Input material:
----------

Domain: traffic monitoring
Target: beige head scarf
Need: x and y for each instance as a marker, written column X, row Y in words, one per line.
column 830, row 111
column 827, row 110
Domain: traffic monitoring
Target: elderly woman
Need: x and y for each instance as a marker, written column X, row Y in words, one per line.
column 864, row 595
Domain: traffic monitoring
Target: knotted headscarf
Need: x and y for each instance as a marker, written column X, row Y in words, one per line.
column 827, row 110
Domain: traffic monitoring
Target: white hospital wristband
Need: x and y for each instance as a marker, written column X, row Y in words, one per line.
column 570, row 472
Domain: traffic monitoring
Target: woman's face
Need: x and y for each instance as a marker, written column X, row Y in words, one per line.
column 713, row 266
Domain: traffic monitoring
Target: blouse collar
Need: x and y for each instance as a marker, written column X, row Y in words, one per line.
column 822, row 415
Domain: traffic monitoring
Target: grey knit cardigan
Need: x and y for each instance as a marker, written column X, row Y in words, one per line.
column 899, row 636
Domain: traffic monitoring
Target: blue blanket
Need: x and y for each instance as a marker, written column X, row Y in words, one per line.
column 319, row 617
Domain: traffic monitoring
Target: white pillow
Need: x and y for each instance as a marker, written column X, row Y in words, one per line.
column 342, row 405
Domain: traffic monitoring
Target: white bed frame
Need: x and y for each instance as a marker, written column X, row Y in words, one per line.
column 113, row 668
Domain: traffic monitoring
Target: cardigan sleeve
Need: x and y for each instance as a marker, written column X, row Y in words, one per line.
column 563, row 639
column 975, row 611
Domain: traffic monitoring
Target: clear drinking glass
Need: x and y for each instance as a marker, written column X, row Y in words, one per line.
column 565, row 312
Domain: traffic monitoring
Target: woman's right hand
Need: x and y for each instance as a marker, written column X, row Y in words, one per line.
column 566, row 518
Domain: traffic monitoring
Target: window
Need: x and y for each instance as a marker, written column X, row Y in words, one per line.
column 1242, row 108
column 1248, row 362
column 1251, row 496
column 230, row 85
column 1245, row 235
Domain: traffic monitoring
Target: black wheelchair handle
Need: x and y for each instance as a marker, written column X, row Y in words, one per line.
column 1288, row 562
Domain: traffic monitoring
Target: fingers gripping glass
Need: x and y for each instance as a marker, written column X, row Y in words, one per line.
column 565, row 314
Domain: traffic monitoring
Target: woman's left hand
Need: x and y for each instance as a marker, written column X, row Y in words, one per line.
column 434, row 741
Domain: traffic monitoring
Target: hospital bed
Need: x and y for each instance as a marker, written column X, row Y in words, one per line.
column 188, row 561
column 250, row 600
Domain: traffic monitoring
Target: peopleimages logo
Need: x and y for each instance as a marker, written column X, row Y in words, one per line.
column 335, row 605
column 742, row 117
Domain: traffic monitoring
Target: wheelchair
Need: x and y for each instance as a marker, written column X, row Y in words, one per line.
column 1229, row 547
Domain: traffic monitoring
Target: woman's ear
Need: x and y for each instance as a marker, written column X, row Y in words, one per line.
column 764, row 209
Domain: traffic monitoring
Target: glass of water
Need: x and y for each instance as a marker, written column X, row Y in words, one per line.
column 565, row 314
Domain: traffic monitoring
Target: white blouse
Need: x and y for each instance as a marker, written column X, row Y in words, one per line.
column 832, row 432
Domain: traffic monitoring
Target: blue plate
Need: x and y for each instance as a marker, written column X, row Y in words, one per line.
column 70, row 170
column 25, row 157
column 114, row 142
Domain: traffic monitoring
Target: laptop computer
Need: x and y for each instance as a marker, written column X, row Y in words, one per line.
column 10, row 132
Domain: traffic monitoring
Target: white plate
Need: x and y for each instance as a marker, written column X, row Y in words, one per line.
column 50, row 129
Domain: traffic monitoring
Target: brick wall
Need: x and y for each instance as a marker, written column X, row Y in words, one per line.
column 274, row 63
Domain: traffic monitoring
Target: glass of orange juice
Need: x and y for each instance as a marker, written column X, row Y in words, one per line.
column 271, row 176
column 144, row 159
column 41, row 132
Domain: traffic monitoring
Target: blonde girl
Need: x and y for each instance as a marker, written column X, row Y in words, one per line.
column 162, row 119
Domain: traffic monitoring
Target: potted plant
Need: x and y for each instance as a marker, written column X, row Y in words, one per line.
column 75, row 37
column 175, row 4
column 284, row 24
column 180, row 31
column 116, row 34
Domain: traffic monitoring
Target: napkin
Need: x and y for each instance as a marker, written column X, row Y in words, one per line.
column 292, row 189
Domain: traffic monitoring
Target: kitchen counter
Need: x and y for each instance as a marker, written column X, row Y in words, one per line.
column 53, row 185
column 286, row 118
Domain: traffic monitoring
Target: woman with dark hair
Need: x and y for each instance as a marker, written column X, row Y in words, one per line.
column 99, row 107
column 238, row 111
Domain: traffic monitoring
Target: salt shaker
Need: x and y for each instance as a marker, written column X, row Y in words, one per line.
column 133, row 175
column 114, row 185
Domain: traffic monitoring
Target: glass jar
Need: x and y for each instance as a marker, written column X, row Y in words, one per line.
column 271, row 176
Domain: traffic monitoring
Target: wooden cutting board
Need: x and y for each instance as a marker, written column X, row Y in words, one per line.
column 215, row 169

----------

Instructions to follow: Change every "traffic monitoring" in the data above to "home care" and give all the lines again, leaving everything else unchanged.

Exercise result:
Domain: home care
Target: beige head scarf
Need: x and y for each instance as a marker, written column X, row Y in words, one per line.
column 830, row 111
column 827, row 110
Domain: home care
Target: elderly woman
Need: x and y for each instance as a marker, written column X, row Y in words, one per line.
column 864, row 595
Domain: home care
Target: knotted headscarf
Need: x and y for each instance as a marker, written column X, row Y in words, one per line.
column 827, row 110
Domain: home care
Target: white hospital wristband
Need: x and y for each instance as a marker, written column X, row Y in words, one per line.
column 570, row 472
Domain: home care
Target: woman's face
Need: x and y for each instance as a marker, written column X, row Y in words, one per line.
column 713, row 266
Domain: home care
Target: blouse collar
Need: x and y for each instance as a marker, written column X, row Y in words, one per line.
column 822, row 415
Domain: home care
Target: grey knit cardigan
Need: x and y for each instance as a marker, written column X, row Y in words, one per line.
column 899, row 636
Domain: home care
Target: blue blanket
Need: x and y for each instance as a marker, written column X, row Y in words, one per line.
column 319, row 617
Domain: home care
Target: white pillow
Need: x and y for each instance as a marker, written column X, row Y in words, one per line.
column 342, row 405
Domain: home care
Target: white bed frame
Need: x and y for each instance as a marker, written column X, row Y in words, one per line.
column 113, row 668
Domain: home care
Target: cardigan sleeve
Need: x and y for each instance as a marker, written column X, row Y in words, one per line.
column 563, row 639
column 975, row 611
Domain: home care
Target: clear drinking glass
Need: x and y for each instance as a marker, written column X, row Y in words, one per line.
column 565, row 312
Domain: home care
Target: woman's right hand
Need: x and y for each instance as a marker, written column X, row Y in words, one per line.
column 566, row 518
Domain: home care
Target: window
Need: x and y for each instance as a marker, written column X, row Y in words, one per line.
column 1242, row 108
column 1248, row 362
column 1251, row 496
column 230, row 85
column 1245, row 235
Domain: home care
Target: black wheelchair handle
Need: x and y for each instance as a marker, written column X, row Y in words, one per line.
column 1288, row 562
Domain: home care
Target: fingers gripping glass
Need: x and y for each instance as a marker, written column X, row Y in words, one per line.
column 565, row 314
Domain: home care
Target: woman's left hand
Need: x and y for each instance as a marker, written column X, row Y in words, one per line.
column 434, row 741
Domain: home care
Target: hospital bed
Need: x and y for each instance as a marker, written column X, row Y in words, one per line.
column 188, row 561
column 250, row 600
Domain: home care
Target: peopleimages logo
Need: x and y for each instance as a marker, written column X, row Y in words, one per line.
column 335, row 605
column 742, row 117
Domain: home care
Target: wheelchair
Need: x and y for each instance as a marker, written column X, row Y in words, one per line.
column 1229, row 547
Domain: home care
Target: woman's ear
Need: x and y for each instance as a marker, written column X, row Y in words, one per line.
column 764, row 209
Domain: home care
Target: glass of water
Need: x and y for each instance as a marker, written column X, row Y in words, one per line.
column 565, row 314
Domain: home care
Target: white blouse
Need: x and y for each instance as a marker, written column X, row Y in words, one per line.
column 832, row 432
Domain: home care
Target: blue plate
Need: x and y for each instance as a marker, written column X, row Y in words, one per line.
column 70, row 170
column 25, row 157
column 114, row 142
Domain: home care
Target: laptop computer
Need: x and y for each instance as a marker, written column X, row Y in words, one per line.
column 10, row 132
Domain: home care
Target: white plate
Need: x and y for each instance as a marker, written column X, row Y in words, one per line.
column 50, row 129
Domain: home care
Target: brick wall
Need: x and y for each instance as a marker, written column X, row Y in words, one per line.
column 274, row 63
Domain: home care
Target: glass of orange juice
Need: x and y for each instance as a marker, written column X, row Y in words, one per line.
column 271, row 176
column 144, row 159
column 41, row 132
Domain: home care
Target: blonde girl
Need: x and y for each instance as a marker, written column X, row Y in words, one per line.
column 162, row 119
Domain: home care
Target: potted plant
Need: x and y for each instance as a marker, written column X, row Y in words, one per line.
column 75, row 37
column 175, row 4
column 284, row 24
column 180, row 31
column 116, row 34
Domain: home care
Target: napkin
Need: x and y for each instance as a marker, written column X, row Y in words, one per line.
column 292, row 189
Domain: home care
Target: kitchen counter
Need: x and y for each instance as a marker, written column X, row Y in words, one per line.
column 53, row 185
column 286, row 118
Domain: home care
Target: woman with dark hair
Need: x and y for each instance as a marker, written column X, row Y in words, one per line.
column 99, row 107
column 238, row 111
Domain: home care
Target: salt shaker
Need: x and y for each instance as a marker, written column X, row Y in words, one per line.
column 133, row 175
column 114, row 185
Domain: home care
Target: glass jar
Need: x and y for each instance as a marker, written column X, row Y in words, one per line.
column 271, row 176
Domain: home care
Target: wooden cutting board
Need: x and y for each instance as a marker, written column X, row Y in words, one per line.
column 215, row 169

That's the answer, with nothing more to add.